• **Description of the task**:
Each entry shown below is to be reproduced exactly.

• **Input material**:
§

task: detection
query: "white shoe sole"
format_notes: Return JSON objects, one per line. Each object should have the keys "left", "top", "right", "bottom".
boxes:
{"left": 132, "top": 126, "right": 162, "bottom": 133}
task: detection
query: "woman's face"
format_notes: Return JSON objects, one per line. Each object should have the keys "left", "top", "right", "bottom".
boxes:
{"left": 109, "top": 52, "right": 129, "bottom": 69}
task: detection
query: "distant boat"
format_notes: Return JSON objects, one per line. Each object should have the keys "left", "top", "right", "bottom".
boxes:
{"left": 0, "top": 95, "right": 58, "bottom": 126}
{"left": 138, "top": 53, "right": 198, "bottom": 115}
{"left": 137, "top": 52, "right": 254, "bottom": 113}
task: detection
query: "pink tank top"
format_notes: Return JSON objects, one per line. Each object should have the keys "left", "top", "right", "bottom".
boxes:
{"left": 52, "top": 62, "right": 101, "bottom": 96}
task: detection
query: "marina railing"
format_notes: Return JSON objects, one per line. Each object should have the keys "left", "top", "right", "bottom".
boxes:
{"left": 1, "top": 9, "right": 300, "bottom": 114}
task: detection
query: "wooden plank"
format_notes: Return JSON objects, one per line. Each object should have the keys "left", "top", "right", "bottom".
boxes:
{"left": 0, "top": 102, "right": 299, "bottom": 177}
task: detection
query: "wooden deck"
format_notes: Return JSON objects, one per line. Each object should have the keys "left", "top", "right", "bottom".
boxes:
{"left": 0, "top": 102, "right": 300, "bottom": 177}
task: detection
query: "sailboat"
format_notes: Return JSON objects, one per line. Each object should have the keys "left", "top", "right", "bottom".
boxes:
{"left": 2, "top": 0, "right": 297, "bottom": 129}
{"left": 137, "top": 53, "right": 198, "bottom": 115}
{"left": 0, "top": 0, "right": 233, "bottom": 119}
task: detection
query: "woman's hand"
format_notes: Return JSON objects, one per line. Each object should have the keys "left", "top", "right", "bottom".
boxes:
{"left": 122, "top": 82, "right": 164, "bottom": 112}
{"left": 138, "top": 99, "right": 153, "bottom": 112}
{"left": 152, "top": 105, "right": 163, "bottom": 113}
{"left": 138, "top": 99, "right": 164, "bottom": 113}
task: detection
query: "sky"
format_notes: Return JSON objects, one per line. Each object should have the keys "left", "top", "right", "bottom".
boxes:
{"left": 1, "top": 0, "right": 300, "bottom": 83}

§

• **The completed task**:
task: detection
query: "white shoe sole"
format_notes: Return JSON objects, one per line. Each object should have the keys "left", "top", "right", "bottom".
boxes:
{"left": 132, "top": 126, "right": 162, "bottom": 133}
task: detection
query: "woman's face"
format_notes: Return JSON objects, one per line. Each object should have the keys "left", "top", "right", "bottom".
boxes:
{"left": 109, "top": 52, "right": 129, "bottom": 69}
task: detection
query: "distant boat"
format_notes: Return JSON objects, one per line. Each object should have the keys "left", "top", "right", "bottom".
boxes:
{"left": 0, "top": 95, "right": 58, "bottom": 126}
{"left": 138, "top": 53, "right": 198, "bottom": 115}
{"left": 137, "top": 52, "right": 254, "bottom": 113}
task: detection
query: "pink tank top"
format_notes: Return JSON objects, one per line. Each object should have the keys "left", "top", "right", "bottom".
boxes:
{"left": 52, "top": 62, "right": 101, "bottom": 96}
task: detection
query: "marina railing"
format_notes: Return JSON objects, one per line. Each object should have the keys "left", "top", "right", "bottom".
boxes:
{"left": 1, "top": 9, "right": 300, "bottom": 114}
task: detection
query: "wooden plank"
format_notes: Return JSON objects, one per line. Each object should have the keys "left", "top", "right", "bottom".
boxes:
{"left": 0, "top": 102, "right": 299, "bottom": 177}
task: detection
query: "wooden deck"
format_notes: Return JSON objects, one per line. Each object should have the keys "left", "top", "right", "bottom".
boxes:
{"left": 0, "top": 102, "right": 300, "bottom": 177}
task: detection
query: "sailboat"
format_notes: Return JSON objects, one per line. Each object should have the keys "left", "top", "right", "bottom".
boxes:
{"left": 2, "top": 0, "right": 297, "bottom": 129}
{"left": 137, "top": 53, "right": 198, "bottom": 115}
{"left": 0, "top": 0, "right": 233, "bottom": 119}
task: detection
query: "woman's hand"
format_notes: Return JSON objects, one per line. Each object should have the keys "left", "top", "right", "bottom".
boxes:
{"left": 122, "top": 82, "right": 164, "bottom": 112}
{"left": 138, "top": 99, "right": 153, "bottom": 112}
{"left": 152, "top": 105, "right": 163, "bottom": 113}
{"left": 138, "top": 99, "right": 164, "bottom": 113}
task: detection
query: "sky"
format_notes: Return JSON objects, one per line. Each object should have the keys "left", "top", "right", "bottom".
boxes:
{"left": 1, "top": 0, "right": 300, "bottom": 83}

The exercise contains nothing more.